GIVEN REQUEST => From the material below, list every line that contains the word "wheel" and leave out all other lines.
════════════════
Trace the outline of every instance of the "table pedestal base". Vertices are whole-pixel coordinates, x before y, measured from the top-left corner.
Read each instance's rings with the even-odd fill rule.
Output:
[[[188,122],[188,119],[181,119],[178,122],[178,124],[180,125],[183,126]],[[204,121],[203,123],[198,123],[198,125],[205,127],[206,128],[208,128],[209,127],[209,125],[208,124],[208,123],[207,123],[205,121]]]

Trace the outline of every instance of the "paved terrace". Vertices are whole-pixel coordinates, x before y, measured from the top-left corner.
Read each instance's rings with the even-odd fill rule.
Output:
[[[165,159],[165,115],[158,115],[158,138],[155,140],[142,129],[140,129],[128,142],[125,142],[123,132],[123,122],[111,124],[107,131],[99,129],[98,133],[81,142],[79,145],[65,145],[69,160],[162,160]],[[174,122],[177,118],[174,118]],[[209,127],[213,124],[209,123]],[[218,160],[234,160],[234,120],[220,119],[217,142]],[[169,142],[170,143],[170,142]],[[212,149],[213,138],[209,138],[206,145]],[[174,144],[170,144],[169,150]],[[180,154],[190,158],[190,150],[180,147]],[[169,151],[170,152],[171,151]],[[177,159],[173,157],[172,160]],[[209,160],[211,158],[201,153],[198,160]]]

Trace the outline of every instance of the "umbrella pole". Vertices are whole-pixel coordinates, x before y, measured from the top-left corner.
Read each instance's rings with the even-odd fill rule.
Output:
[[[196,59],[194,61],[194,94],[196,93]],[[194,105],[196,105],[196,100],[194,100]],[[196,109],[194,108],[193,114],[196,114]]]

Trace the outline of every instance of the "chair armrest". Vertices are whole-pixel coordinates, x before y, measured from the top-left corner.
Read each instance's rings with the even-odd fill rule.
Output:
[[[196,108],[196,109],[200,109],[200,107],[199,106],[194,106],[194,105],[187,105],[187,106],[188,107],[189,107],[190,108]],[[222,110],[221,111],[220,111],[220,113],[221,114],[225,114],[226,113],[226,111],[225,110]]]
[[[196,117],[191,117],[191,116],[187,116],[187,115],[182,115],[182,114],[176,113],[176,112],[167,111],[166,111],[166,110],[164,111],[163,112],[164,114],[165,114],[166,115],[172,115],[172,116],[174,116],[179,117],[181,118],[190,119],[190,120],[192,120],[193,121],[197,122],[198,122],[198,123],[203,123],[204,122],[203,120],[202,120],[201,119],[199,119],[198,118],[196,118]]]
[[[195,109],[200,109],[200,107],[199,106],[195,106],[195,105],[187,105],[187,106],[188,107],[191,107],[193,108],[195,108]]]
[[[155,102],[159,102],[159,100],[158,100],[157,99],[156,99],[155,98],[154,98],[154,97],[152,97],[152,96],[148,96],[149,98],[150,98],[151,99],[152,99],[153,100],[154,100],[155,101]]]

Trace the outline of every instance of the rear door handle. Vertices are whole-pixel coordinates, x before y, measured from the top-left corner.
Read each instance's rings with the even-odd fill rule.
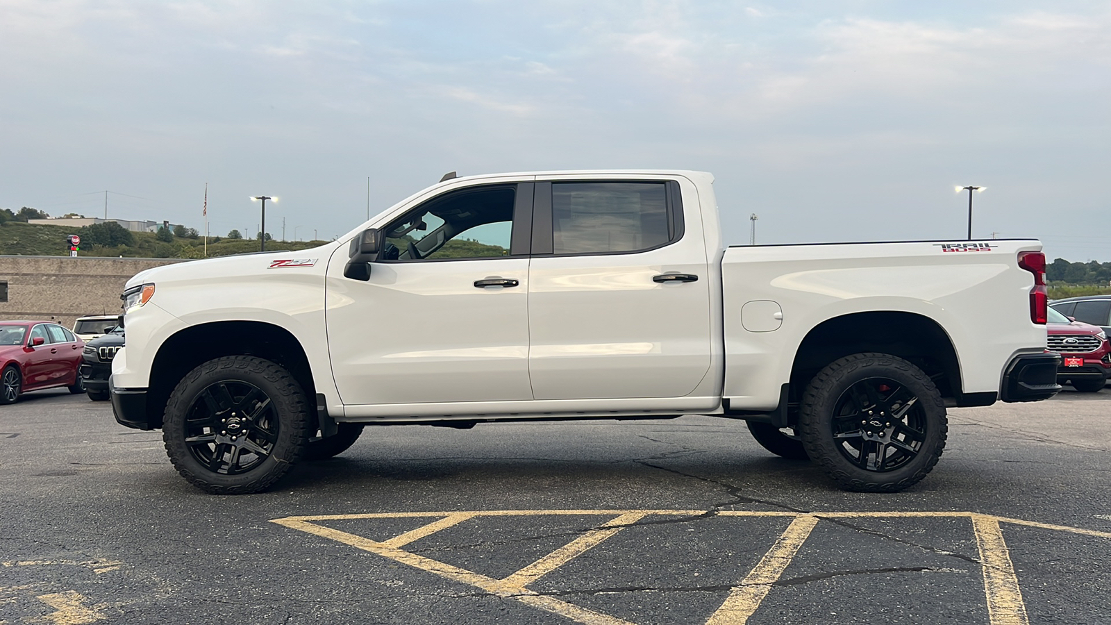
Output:
[[[516,287],[520,285],[520,280],[514,280],[512,278],[486,278],[483,280],[474,280],[474,286],[484,289],[487,287]]]
[[[667,282],[693,282],[698,280],[698,276],[694,274],[661,274],[652,278],[653,282],[667,284]]]

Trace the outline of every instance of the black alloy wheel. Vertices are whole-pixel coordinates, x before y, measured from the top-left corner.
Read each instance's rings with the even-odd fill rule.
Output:
[[[194,396],[186,417],[186,445],[212,473],[239,475],[270,457],[280,427],[273,403],[257,386],[219,381]]]
[[[898,356],[868,353],[834,360],[810,380],[795,433],[842,488],[894,493],[933,469],[948,429],[930,376]]]
[[[301,458],[314,423],[281,365],[224,356],[186,374],[166,405],[162,440],[178,473],[209,493],[270,487]]]
[[[838,450],[862,469],[887,473],[914,459],[925,442],[927,419],[915,396],[891,378],[850,386],[833,408]]]
[[[0,374],[0,404],[14,404],[19,391],[23,388],[23,376],[14,365],[7,367]]]

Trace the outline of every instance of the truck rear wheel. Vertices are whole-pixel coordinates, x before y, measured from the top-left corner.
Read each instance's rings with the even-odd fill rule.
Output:
[[[193,485],[221,495],[258,493],[301,457],[310,423],[308,398],[289,371],[253,356],[226,356],[178,383],[162,440]]]
[[[807,455],[807,450],[802,447],[802,442],[798,438],[783,434],[778,427],[771,424],[753,421],[749,421],[748,426],[749,431],[752,434],[752,438],[755,438],[757,443],[759,443],[761,447],[768,449],[772,454],[790,458],[792,460],[810,459],[810,456]]]
[[[333,456],[339,456],[354,445],[362,434],[362,424],[336,424],[338,431],[324,438],[309,439],[304,447],[306,460],[327,460]]]
[[[799,435],[841,488],[894,493],[938,464],[945,405],[922,369],[888,354],[834,360],[807,386]]]

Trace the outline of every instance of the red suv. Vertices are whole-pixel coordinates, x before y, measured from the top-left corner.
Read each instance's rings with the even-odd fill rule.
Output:
[[[1049,309],[1048,348],[1061,355],[1057,381],[1072,383],[1081,393],[1097,393],[1103,388],[1111,374],[1111,345],[1103,330],[1072,321],[1064,315]]]

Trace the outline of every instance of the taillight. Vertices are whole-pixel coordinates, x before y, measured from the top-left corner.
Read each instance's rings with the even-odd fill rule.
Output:
[[[1034,275],[1030,289],[1030,320],[1045,324],[1049,320],[1049,290],[1045,288],[1045,255],[1040,251],[1020,251],[1019,267]]]

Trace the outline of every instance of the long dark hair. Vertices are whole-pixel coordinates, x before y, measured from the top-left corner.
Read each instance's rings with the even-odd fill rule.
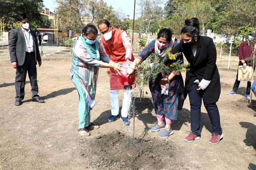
════════════════
THE SOLUTION =>
Trace the outline of every instance of the black alloy wheel. Vertices are whole-pixel coordinates, x before y, measured from the top-left corner.
Trace the outline of every instance of the truck rear wheel. Vertices are whole-pixel coordinates, x before y, measured from the top-left corner.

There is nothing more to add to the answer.